[DATA FOR THIS EXERCISE]
* * * * * * *

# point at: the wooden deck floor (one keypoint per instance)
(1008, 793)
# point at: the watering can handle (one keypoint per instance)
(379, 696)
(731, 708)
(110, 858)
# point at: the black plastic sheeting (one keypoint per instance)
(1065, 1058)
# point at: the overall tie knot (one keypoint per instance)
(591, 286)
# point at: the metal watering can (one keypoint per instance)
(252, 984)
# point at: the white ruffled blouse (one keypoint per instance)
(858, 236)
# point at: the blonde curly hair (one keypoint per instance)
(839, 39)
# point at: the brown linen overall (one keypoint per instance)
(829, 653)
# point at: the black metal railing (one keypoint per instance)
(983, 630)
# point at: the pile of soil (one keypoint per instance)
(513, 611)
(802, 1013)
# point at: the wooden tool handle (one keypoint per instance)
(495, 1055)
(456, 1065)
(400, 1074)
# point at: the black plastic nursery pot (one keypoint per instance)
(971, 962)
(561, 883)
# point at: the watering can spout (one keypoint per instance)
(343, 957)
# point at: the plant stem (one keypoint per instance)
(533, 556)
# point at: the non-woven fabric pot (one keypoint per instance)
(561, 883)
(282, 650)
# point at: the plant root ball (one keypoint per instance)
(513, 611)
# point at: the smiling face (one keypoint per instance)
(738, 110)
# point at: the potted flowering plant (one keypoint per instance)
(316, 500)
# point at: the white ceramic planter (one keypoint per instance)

* * * * * * *

[EXERCISE DIRECTIONS] Give back the entries above precisely as they appear.

[TASK SOLUTION]
# point at: the wooden deck floor (one keypoint per instance)
(1008, 793)
# point at: the watering can handle (one keypoint per instance)
(379, 696)
(731, 708)
(110, 858)
# point at: the black plastic sheeting (one keypoint per instance)
(1065, 1058)
# point at: the overall tie knot (one keypoint per instance)
(591, 286)
# point at: the metal watering can (one keypoint per instance)
(252, 984)
# point at: the white ruffled blouse (one keypoint per instance)
(858, 236)
# point at: the blonde curly hair (one keypoint per instance)
(839, 39)
# point at: the brown linen overall (one keypoint per instance)
(829, 653)
# point at: the black metal railing (one keypoint per instance)
(983, 630)
# point at: the pile of soil (one keypoint per instance)
(513, 611)
(802, 1013)
# point at: the wooden tool handle (one keypoint per instance)
(495, 1055)
(456, 1065)
(400, 1074)
# point at: the black plastic nursery pot (one keypoint per instance)
(971, 962)
(561, 883)
# point at: the watering can spout (one keypoint per instance)
(343, 957)
# point at: the plant stem (one keypoint per instance)
(533, 556)
# point at: the non-woven fabric pot (one keypoint per instance)
(561, 883)
(282, 650)
# point at: the plant root ball (one keypoint per instance)
(513, 611)
# point at: the smiling face (one keypoint per instance)
(738, 110)
# point at: the potted flowering plant (one keypoint per instance)
(316, 500)
# point at: the white ceramic planter (one keypoint per instance)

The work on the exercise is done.